◆ **Tasks to perform**
1. Answer these from the dairy market excerpt:
(a) What price did CME spot butter peak at, and after what event?
(b) Which two countries led the EU27 butter production declines in December 2021, and by what percentages?
(c) CME spot NDM prices lifted to $1.90/lb for the first time since what year?
2. Repeat the part of the dairy market excerpt that begins at the words "ERS released US butter" and stops after "could be helping.", word for word.

◆ **Source excerpt**
ERS released US cheese domestic commercial disappearance for 2021 at 13 billion pounds and 2.95% more than 2020 after adjusting for leap day. December 2021 domestic commercial disappearance was 1.09 billion pounds and 1.1% higher than the previous year. Combined with exports – that was strong demand in 2021.

Butter Market

CME spot butter markets turned about this week with prices moving swiftly lower throughout the week. Prices peaked at $2.86/lb after a stronger Global Dairy Trade (GDT) performance on Feb. 15. After that prices turned lower ending Friday at $2.69/lb. In the end, CME butter averaged $2.765/lb 18.3¢ higher than the previous week. Butter volatility is expected to remain throughout this year – with expectations that markets could become more active once the new crop year starts in March. For now, the cream is available at reasonable prices to butter churns. While processors are actively churning there are few reports, if any, of processors offering considerable amounts of butter suggesting that most are comfortably committed. There are some offers, but that appears to be market-driven as few want to put butter into cold storage above $2.80 given current futures markets. After 2022 butter futures jumped above the $2.50 mark in most months, prices eased into the end of the week. That said, 2H 2022 futures are modestly higher than the past few weeks.

ERS released US butter domestic commercial disappearance for 2021 at 2.14 billion pounds and 2.66% more than 2020 after adjusting for leap day. December 2021 domestic commercial disappearance was 193.8 billion pounds and 6.3% higher than the previous year. Those were the remarkable end-of-year gains compared to the previous year suggesting some foodservice improvements could be helping.

EU27 December 2021 butter production, excluding Spain, totaled 365 million pounds and 5.8% less than the previous year, but 3.7% more than November 2021. Belgium and the Netherlands led the declines – dropping 70% and 46%, respectively. Performance for other nations was mixed and hovering near unchanged Given butter/SMP returns compared to WMP it makes sense processors are switching product mix. That could permit US butterfat exports to continue throughout 2022 as there is less supply coming from Europe – a factor that could influence 2022 prices.

NDM/SMP

After the higher GDT performance for SMP and WMP on February 15, CME spot NDM prices lifted to $1.90/lb for the first time since 2014. Prices settled back by the end of the week with NDM averaging $1.8820/lb up 1.6¢ compared to the previous week. US spot prices closed the gap on EU and NZ prices this week – a position that makes US milk powder comparatively more expensive once adjusting for currency and shipping costs. Presently, there is still good demand from the Middle East and Southeast Asia that is helping to offset slower sales to China. At the same time, most nations are making less NDM/SMP opting to make cheese with limited milk supplies. Seasonally, Northern Hemisphere production should increase, but there is no guarantee that NDM/SMP production could be more than a year ago. Class IV and NDM futures appear to reflect that reality suggesting the Class II and IV skim-solids could be extremely high for most of the year and nearly double the last five years.

◆ **Dataset entries**
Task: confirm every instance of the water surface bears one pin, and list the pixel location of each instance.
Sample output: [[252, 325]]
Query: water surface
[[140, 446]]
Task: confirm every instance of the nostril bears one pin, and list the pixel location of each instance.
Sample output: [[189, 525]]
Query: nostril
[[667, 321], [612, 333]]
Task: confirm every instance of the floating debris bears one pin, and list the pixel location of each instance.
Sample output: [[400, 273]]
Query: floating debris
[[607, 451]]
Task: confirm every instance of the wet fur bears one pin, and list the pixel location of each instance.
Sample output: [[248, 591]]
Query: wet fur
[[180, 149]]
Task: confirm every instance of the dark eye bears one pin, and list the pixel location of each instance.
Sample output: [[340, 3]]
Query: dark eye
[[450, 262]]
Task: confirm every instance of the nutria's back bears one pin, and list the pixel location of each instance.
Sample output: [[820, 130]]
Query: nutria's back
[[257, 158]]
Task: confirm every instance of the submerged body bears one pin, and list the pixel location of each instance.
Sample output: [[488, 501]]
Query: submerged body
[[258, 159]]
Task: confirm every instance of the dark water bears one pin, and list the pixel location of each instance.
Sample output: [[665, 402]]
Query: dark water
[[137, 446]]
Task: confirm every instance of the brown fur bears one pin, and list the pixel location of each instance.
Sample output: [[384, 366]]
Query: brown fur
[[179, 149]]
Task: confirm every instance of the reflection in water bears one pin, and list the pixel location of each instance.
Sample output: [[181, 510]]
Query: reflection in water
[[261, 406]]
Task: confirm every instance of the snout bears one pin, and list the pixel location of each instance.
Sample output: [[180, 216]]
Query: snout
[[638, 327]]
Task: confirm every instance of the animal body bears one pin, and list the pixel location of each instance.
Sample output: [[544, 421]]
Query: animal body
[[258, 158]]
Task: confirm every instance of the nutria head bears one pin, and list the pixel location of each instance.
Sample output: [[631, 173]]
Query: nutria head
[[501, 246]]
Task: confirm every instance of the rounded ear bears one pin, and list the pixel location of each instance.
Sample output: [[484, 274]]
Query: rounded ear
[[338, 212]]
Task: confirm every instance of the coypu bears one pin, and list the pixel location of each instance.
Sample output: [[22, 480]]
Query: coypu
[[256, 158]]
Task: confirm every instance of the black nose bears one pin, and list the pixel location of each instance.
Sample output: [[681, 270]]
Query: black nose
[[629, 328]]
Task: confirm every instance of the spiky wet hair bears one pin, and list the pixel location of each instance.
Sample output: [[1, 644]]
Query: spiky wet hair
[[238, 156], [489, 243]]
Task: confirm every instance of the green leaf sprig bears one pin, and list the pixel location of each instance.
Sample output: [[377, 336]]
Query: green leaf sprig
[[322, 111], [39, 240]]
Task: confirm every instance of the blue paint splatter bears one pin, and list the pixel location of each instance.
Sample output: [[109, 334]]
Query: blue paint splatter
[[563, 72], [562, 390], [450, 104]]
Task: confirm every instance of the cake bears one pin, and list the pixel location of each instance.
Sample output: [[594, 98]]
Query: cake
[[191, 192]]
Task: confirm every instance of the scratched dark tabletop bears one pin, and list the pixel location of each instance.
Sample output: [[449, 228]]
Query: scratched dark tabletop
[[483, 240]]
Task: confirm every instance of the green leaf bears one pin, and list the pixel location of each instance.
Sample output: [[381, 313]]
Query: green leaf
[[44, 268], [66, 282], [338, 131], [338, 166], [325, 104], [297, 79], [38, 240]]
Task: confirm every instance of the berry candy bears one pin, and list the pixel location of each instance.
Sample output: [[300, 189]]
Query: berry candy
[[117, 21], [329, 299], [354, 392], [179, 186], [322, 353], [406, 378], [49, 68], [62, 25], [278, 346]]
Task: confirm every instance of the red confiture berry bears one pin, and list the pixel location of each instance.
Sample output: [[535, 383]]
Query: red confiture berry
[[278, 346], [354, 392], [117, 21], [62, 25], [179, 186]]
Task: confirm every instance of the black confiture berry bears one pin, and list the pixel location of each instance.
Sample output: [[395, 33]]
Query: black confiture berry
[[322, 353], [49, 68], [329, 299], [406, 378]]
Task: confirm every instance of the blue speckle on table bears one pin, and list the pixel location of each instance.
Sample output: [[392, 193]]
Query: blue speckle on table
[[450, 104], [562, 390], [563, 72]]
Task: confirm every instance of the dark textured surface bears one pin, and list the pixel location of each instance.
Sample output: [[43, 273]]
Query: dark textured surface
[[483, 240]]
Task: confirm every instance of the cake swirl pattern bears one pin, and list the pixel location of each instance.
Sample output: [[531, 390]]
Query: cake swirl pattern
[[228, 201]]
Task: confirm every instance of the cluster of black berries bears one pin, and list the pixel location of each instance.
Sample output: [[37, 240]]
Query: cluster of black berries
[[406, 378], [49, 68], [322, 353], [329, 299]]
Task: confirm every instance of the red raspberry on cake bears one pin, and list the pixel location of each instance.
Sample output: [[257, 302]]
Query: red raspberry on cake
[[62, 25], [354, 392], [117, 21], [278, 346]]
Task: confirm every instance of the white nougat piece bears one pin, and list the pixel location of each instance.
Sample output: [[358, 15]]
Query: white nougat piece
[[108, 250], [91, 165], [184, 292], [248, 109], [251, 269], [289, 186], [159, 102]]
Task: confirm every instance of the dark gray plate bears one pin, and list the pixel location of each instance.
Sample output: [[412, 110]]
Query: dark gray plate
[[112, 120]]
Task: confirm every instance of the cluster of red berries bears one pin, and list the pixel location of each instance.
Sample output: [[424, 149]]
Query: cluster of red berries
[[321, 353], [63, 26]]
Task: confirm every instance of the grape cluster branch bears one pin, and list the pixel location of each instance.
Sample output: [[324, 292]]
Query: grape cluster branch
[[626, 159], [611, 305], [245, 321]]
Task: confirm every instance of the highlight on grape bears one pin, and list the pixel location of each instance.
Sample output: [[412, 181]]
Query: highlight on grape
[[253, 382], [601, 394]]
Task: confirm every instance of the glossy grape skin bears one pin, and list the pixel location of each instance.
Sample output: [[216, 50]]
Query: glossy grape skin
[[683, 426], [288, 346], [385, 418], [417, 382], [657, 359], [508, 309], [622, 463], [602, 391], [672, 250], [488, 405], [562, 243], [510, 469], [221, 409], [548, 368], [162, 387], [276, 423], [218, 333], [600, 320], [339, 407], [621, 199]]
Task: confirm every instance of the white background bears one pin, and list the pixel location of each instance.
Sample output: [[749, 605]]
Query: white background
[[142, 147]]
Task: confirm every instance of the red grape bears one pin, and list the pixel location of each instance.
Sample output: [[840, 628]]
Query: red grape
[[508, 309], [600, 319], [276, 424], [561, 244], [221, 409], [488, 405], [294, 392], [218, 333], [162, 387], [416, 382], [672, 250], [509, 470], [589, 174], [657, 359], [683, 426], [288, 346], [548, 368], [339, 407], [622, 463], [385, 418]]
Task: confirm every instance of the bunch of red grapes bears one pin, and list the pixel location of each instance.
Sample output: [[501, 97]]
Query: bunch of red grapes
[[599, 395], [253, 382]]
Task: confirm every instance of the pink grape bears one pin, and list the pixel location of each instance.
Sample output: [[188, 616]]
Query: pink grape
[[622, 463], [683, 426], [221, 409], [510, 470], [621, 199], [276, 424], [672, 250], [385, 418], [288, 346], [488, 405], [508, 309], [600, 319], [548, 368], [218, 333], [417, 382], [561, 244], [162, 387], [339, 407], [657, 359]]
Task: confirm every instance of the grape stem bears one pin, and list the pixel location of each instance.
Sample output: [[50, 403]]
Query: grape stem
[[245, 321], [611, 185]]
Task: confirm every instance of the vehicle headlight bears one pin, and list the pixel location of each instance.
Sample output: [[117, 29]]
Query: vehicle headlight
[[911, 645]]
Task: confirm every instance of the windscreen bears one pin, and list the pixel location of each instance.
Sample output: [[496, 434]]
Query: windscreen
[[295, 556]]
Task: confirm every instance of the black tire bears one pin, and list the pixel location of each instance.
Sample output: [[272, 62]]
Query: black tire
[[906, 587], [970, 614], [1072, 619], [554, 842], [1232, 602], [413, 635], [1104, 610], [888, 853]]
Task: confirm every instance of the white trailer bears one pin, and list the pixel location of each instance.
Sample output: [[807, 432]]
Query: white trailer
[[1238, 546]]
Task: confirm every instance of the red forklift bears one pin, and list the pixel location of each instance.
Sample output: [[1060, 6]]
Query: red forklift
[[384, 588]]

◆ **Task-by-task results**
1.
(a) $2.86/lb, after a stronger Global Dairy Trade (GDT) performance on Feb. 15.
(b) Belgium dropped 70% and the Netherlands dropped 46%.
(c) 2014.

2.
ERS released US butter domestic commercial disappearance for 2021 at 2.14 billion pounds and 2.66% more than 2020 after adjusting for leap day. December 2021 domestic commercial disappearance was 193.8 billion pounds and 6.3% higher than the previous year. Those were the remarkable end-of-year gains compared to the previous year suggesting some foodservice improvements could be helping.